- [ACTION ITEM]
Reproduce the line that holds "the white t-shirt, which" together with all the lines after it up to the end of the entries.

(Records contained in a dataset)
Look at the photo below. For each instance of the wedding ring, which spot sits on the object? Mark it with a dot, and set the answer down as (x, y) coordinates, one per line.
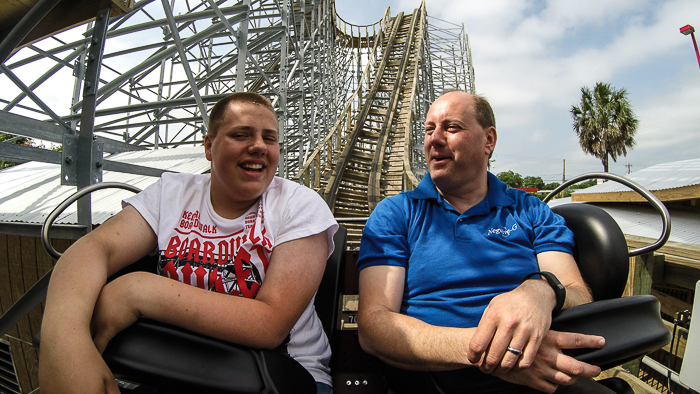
(514, 351)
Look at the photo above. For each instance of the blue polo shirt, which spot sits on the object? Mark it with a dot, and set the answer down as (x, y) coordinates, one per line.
(455, 264)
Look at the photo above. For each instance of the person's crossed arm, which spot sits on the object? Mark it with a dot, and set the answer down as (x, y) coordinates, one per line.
(522, 315)
(80, 307)
(520, 319)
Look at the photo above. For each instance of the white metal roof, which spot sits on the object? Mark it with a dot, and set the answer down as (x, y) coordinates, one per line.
(658, 177)
(30, 191)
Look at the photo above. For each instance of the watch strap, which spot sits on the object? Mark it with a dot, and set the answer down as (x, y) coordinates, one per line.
(559, 289)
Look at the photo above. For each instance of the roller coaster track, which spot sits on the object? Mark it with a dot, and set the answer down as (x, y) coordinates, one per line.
(371, 161)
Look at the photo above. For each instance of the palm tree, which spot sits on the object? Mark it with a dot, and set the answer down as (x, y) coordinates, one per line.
(605, 123)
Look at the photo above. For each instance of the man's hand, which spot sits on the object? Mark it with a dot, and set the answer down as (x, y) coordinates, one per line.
(551, 368)
(518, 319)
(74, 366)
(115, 309)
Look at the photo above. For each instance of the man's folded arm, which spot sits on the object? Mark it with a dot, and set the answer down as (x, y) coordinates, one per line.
(401, 340)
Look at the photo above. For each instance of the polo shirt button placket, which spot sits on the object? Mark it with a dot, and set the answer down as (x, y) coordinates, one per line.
(462, 231)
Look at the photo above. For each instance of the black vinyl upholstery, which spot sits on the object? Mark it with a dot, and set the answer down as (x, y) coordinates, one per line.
(172, 358)
(600, 249)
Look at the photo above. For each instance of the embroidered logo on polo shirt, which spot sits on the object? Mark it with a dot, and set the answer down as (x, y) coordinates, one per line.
(503, 231)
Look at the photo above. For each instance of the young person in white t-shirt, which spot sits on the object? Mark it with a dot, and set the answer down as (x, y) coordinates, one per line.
(245, 248)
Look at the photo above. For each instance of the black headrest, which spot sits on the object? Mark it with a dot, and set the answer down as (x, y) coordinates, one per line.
(600, 251)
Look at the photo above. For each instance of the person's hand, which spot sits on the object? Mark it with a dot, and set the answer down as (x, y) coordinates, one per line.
(115, 309)
(74, 366)
(517, 320)
(551, 368)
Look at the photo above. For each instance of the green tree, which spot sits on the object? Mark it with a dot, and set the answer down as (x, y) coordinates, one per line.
(510, 178)
(552, 186)
(533, 181)
(605, 123)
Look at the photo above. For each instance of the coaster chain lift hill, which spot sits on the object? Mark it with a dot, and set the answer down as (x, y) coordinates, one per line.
(350, 99)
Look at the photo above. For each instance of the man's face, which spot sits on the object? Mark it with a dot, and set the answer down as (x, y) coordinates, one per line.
(244, 156)
(456, 146)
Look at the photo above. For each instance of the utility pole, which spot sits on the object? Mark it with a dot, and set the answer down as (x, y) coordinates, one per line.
(563, 171)
(689, 30)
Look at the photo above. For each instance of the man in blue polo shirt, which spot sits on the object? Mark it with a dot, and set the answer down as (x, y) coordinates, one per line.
(443, 268)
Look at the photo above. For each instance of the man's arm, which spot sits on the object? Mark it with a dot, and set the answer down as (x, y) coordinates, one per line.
(526, 333)
(401, 340)
(294, 273)
(409, 343)
(69, 360)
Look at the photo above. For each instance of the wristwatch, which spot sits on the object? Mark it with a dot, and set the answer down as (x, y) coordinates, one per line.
(559, 289)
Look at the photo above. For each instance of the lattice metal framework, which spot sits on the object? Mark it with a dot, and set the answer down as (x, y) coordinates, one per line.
(165, 63)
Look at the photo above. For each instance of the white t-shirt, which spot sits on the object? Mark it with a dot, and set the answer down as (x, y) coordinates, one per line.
(199, 247)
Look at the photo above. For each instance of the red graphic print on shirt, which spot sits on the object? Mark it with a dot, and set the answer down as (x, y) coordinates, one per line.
(234, 264)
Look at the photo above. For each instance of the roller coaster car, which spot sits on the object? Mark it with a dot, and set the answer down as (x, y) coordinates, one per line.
(175, 359)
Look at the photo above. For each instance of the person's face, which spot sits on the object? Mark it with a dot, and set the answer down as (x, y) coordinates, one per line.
(244, 156)
(456, 146)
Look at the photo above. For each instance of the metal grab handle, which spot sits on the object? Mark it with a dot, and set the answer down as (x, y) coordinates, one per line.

- [WORKED SOLUTION]
Look at the photo above. For each instance of the white t-shirt, which spot sits on the object? Mark it with a dot, and set the answer down as (x, y) coordinates, one per line.
(199, 247)
Look at the photo above. For each instance of the red graphic print on shirt, which spot sits on the object? Mark it with a dot, and set the answer down as (x, y) coordinates, one per line.
(234, 264)
Look at the photo above. For each instance of the roller coaster car, which spot sits on the object? Mark it with a dot, and set the answer down as (x, y) coordinates, one per line.
(175, 359)
Look at the photo above. For each instance of the person's face, which spot sits on the object? Mark it with a dot, and set the answer down as (x, y) coordinates, one per line.
(244, 156)
(456, 146)
Look at the photo above. For each instance of the metal grab handle, which spot sits on the object? Mark it with a dot, and set the answer down as (x, y) coordinates, one per line.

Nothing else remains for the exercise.